## Task statement
Copy out the stretch of entries from the line containing "wheel rim, written as integer pixel values." through the line containing "(1206, 104)", swapping "steel" for "alloy" and leaving everything else as it is.

── Information shown ──

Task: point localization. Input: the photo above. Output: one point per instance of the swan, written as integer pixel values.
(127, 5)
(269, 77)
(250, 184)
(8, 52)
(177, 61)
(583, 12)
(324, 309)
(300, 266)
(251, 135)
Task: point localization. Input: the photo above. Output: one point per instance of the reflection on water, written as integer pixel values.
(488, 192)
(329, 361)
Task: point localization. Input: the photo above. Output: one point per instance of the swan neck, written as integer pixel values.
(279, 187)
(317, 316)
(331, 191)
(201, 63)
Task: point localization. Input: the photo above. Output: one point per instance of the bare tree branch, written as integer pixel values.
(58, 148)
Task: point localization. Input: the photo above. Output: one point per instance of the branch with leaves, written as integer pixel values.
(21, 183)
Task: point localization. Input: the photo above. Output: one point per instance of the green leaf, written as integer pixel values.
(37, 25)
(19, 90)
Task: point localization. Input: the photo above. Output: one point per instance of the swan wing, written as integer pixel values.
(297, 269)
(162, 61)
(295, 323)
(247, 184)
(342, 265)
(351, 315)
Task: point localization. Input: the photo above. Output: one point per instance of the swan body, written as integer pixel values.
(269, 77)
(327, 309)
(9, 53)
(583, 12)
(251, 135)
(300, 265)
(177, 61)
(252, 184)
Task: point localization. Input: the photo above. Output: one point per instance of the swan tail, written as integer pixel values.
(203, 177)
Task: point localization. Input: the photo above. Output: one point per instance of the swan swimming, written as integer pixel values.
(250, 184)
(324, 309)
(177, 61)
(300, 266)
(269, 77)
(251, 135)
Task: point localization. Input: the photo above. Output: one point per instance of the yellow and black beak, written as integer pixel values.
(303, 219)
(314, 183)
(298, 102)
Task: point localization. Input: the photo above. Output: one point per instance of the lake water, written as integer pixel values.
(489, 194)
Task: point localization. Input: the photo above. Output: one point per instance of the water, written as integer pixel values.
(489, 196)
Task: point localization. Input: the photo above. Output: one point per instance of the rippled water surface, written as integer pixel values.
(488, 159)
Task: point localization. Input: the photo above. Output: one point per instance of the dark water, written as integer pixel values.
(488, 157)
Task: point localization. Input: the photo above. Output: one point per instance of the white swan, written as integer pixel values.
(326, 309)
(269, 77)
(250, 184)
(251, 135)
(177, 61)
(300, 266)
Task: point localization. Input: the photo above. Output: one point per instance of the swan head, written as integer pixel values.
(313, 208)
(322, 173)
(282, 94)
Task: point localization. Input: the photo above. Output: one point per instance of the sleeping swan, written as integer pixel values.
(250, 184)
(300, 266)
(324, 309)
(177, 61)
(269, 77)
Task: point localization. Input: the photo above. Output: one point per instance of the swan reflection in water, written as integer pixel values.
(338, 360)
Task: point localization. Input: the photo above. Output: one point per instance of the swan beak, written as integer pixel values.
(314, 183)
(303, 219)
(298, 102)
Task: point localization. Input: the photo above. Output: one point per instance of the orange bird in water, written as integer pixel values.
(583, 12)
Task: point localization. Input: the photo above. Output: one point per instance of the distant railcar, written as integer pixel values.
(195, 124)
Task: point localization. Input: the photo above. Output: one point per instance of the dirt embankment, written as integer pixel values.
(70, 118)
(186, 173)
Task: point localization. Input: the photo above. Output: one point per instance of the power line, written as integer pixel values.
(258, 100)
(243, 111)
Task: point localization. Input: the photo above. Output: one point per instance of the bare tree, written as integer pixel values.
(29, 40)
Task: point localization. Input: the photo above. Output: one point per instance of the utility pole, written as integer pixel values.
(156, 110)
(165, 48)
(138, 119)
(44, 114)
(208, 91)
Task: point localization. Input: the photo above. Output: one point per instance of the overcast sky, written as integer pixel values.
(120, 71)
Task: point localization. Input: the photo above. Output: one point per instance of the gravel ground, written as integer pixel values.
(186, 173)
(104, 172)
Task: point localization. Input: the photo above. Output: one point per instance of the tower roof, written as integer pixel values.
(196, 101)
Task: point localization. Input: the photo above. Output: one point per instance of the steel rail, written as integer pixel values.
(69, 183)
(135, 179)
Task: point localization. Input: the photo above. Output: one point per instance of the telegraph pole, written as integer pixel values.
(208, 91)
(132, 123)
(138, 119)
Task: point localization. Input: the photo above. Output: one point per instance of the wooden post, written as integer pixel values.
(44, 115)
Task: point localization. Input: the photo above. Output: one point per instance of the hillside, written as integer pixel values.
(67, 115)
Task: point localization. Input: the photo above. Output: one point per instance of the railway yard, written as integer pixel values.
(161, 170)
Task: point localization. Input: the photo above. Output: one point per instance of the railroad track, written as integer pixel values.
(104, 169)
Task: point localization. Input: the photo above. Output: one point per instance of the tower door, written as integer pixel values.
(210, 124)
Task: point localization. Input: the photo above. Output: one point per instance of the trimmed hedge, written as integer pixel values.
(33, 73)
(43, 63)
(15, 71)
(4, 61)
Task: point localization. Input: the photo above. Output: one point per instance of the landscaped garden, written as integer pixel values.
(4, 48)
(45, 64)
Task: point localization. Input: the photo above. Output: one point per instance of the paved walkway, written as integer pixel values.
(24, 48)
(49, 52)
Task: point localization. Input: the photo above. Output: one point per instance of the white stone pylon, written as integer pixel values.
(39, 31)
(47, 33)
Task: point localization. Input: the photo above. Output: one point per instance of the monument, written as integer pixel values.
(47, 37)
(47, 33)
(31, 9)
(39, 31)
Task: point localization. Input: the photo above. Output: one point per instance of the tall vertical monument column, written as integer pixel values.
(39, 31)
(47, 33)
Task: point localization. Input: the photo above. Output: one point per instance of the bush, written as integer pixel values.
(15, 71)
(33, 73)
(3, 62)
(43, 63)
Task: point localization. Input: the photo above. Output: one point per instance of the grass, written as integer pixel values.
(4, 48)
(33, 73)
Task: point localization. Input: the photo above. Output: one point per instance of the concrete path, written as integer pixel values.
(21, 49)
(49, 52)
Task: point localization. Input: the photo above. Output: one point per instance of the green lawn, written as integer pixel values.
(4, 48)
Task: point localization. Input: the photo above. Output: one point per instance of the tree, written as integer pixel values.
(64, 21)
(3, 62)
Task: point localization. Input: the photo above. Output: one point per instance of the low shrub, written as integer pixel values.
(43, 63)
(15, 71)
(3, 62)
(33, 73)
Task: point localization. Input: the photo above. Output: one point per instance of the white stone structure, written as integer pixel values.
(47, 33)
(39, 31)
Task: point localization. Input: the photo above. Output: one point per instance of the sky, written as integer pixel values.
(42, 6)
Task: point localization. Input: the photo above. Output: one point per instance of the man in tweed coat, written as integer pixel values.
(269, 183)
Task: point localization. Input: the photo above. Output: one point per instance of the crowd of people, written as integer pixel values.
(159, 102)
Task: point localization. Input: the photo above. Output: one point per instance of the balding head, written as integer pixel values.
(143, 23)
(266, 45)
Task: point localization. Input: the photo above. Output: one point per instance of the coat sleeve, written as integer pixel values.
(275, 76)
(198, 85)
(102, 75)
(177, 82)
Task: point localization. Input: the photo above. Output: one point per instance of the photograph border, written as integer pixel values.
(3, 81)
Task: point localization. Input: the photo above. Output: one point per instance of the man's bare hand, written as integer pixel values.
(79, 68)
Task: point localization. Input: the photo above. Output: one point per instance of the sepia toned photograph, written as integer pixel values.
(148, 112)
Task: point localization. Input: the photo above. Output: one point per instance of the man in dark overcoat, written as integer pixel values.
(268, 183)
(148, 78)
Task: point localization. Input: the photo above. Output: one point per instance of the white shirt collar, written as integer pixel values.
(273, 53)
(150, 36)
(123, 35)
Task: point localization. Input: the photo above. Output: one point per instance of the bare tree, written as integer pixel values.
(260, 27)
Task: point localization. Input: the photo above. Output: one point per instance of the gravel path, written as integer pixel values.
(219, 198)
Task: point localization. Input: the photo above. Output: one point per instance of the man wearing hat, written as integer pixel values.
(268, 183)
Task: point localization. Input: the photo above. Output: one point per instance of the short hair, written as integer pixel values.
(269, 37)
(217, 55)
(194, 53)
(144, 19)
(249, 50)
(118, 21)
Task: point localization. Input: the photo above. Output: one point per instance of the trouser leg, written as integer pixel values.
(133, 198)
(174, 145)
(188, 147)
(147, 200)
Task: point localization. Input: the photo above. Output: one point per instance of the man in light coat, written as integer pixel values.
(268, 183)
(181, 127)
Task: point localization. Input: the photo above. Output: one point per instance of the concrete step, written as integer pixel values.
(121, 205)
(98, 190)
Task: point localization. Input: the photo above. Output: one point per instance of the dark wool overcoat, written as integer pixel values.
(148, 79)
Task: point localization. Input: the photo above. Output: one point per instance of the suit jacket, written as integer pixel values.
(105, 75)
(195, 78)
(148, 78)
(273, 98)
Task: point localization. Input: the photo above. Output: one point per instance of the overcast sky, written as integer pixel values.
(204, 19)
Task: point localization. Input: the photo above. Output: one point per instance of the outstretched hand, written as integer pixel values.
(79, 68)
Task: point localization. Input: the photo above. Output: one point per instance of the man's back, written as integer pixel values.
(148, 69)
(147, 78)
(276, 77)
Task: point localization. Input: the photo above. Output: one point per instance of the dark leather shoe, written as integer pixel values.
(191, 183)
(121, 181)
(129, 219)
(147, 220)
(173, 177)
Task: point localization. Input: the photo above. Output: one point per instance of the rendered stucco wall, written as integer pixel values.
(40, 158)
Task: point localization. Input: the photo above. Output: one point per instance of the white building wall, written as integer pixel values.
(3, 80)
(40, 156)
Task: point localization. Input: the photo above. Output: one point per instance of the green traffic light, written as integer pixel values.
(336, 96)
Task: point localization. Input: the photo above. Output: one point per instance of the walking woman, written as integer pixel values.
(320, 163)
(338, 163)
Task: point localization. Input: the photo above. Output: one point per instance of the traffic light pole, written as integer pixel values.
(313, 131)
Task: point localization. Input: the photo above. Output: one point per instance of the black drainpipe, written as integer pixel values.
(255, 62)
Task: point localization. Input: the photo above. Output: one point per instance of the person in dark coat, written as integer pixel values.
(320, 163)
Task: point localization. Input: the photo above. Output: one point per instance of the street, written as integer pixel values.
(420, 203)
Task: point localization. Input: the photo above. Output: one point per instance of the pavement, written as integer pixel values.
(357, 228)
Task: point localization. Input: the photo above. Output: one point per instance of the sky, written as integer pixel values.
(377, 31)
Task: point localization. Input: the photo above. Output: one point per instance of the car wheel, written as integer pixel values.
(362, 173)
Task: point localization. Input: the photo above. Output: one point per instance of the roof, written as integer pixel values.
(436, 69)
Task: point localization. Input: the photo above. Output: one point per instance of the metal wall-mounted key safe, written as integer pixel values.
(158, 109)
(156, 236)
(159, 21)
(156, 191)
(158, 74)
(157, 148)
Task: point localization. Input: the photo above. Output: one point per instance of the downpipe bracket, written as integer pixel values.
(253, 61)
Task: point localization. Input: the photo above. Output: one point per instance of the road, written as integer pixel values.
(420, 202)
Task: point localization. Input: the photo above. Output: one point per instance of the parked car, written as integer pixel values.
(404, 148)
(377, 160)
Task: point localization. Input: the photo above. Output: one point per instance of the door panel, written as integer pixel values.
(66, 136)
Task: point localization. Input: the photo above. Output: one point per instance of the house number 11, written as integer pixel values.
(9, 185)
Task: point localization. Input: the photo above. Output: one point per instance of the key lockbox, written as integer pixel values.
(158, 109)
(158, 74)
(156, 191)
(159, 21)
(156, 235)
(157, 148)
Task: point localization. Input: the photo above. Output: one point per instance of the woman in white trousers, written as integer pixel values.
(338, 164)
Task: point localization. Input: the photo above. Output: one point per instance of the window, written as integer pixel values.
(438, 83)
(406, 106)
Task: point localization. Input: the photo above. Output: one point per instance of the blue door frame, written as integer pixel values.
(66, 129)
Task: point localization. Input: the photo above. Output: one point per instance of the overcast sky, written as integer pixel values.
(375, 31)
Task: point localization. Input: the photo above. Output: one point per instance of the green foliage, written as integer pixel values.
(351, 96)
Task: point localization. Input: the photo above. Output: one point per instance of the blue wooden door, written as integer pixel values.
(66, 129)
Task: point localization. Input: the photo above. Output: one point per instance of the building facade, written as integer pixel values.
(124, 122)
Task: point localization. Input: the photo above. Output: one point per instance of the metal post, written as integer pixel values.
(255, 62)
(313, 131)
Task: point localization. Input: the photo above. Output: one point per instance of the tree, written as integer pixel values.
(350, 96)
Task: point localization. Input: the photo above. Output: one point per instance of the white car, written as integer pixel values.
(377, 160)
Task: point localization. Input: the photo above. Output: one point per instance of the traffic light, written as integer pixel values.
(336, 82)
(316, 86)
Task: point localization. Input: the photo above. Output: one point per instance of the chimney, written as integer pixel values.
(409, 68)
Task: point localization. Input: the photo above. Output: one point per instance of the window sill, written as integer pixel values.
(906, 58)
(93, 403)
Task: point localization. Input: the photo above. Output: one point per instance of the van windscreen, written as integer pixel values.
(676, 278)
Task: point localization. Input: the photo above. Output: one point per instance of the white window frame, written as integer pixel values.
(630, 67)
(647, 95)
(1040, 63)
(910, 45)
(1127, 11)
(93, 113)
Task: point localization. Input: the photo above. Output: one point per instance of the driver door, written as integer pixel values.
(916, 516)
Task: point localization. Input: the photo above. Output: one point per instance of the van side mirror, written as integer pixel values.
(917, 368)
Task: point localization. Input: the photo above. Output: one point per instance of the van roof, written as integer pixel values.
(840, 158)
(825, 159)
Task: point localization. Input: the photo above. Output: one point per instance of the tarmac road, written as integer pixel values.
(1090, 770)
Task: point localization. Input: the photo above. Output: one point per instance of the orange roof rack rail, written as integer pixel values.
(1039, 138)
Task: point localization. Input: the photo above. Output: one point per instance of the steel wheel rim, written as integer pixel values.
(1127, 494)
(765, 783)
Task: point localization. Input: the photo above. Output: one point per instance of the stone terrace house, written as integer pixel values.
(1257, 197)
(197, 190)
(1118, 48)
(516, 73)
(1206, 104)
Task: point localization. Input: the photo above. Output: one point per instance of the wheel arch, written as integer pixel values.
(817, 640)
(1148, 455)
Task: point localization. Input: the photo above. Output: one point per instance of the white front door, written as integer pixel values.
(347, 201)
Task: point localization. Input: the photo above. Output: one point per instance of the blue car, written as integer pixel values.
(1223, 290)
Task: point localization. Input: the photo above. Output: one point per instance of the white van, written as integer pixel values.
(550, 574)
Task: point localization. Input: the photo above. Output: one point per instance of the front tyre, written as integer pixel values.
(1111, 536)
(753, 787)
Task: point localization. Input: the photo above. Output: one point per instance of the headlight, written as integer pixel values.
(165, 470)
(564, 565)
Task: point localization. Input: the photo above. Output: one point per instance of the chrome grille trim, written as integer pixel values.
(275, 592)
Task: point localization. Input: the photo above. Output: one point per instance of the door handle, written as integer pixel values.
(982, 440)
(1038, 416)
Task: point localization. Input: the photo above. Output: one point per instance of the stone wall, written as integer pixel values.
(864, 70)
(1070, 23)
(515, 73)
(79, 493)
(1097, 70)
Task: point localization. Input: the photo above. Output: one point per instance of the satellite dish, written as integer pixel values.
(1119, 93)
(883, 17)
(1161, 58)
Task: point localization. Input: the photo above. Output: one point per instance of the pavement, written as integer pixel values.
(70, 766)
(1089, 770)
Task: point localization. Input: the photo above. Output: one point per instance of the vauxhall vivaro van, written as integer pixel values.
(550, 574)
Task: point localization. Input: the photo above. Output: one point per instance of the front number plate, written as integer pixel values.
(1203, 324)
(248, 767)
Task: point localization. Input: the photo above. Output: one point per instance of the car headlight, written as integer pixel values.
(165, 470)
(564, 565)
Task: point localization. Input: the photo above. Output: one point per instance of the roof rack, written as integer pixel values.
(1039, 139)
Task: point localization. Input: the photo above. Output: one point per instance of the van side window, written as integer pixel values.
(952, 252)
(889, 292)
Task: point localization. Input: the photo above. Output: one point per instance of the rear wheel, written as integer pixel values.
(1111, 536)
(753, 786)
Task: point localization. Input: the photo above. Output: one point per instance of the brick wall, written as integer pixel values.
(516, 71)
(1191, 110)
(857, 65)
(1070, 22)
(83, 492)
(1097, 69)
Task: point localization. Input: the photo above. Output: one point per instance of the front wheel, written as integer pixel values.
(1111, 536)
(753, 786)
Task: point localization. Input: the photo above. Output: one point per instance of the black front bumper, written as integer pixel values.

───

## Solution to this problem
Task: point localization. Input: the photo above. Output: one point per instance of the alloy wheel rim, written as integer pixel values.
(1127, 494)
(765, 783)
Task: point localization. Input: the photo above. Output: one point per instance of the stone terrace house, written as integer pixel values.
(1257, 197)
(197, 190)
(1118, 48)
(516, 73)
(1206, 104)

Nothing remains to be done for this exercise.